[[ The data, beginning ]]

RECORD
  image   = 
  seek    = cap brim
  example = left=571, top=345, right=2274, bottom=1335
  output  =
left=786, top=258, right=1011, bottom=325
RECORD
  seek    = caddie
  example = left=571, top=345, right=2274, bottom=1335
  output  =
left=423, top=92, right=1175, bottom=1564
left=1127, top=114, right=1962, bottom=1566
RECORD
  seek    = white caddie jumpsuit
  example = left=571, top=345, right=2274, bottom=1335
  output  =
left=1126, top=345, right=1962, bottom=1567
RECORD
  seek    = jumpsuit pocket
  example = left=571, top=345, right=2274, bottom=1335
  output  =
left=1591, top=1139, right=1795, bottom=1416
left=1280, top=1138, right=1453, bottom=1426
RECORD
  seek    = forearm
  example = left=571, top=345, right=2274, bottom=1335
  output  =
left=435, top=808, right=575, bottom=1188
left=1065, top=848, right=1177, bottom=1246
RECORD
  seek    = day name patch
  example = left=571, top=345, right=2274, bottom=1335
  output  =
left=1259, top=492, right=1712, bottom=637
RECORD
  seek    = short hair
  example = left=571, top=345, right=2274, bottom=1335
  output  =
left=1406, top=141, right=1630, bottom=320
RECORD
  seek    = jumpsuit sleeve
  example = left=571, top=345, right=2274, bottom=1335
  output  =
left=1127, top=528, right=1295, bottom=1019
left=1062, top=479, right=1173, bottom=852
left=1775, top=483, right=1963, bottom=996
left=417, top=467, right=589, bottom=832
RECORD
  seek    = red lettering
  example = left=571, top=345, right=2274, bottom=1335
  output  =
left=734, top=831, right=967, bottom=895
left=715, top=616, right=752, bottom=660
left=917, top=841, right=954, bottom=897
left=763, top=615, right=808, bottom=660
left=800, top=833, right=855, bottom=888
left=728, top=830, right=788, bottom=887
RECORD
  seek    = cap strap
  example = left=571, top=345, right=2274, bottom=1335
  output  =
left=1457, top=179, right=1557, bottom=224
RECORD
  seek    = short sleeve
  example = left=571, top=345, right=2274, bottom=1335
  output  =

[[ The data, end ]]

Aim of the task:
Each record is to be reproduced exactly as it appears.

Answer to this task:
RECORD
  image   = 
  seek    = cap brim
  example = left=571, top=345, right=2274, bottom=1335
  output  =
left=786, top=258, right=1011, bottom=325
RECORD
  seek    = caddie
  example = left=571, top=345, right=2274, bottom=1335
  output  =
left=423, top=92, right=1175, bottom=1564
left=1127, top=114, right=1962, bottom=1566
RECORD
  seek    = white caddie jumpsuit
  example = left=571, top=345, right=2274, bottom=1335
  output  =
left=1126, top=345, right=1962, bottom=1567
RECORD
  seek    = jumpsuit pocket
  example = left=571, top=345, right=2274, bottom=1335
  output  =
left=1591, top=1139, right=1795, bottom=1416
left=1280, top=1138, right=1453, bottom=1426
RECORD
  seek    = forearm
  example = left=571, top=345, right=2274, bottom=1335
  output  =
left=435, top=808, right=575, bottom=1188
left=1065, top=848, right=1177, bottom=1246
RECORD
  seek    = day name patch
  example = left=571, top=345, right=2274, bottom=1335
  output  =
left=1259, top=492, right=1712, bottom=637
RECORD
  seek    = short hair
  example = left=571, top=345, right=2274, bottom=1335
  output  =
left=1406, top=141, right=1630, bottom=320
RECORD
  seek    = jumpsuit sleeve
  example = left=571, top=345, right=2274, bottom=1335
  output  =
left=1127, top=528, right=1295, bottom=1019
left=1062, top=479, right=1173, bottom=852
left=1775, top=483, right=1963, bottom=996
left=417, top=467, right=589, bottom=832
RECORD
  seek    = red lettering
  example = left=571, top=345, right=2274, bottom=1335
  output  =
left=734, top=831, right=967, bottom=895
left=715, top=616, right=752, bottom=660
left=917, top=841, right=954, bottom=897
left=763, top=615, right=808, bottom=660
left=800, top=833, right=855, bottom=888
left=728, top=830, right=788, bottom=887
RECORD
  seek    = cap strap
  example = left=571, top=345, right=2274, bottom=1335
  output  =
left=1457, top=179, right=1557, bottom=224
RECORD
  seek    = short sleeve
  example = left=571, top=345, right=2274, bottom=1335
  output  =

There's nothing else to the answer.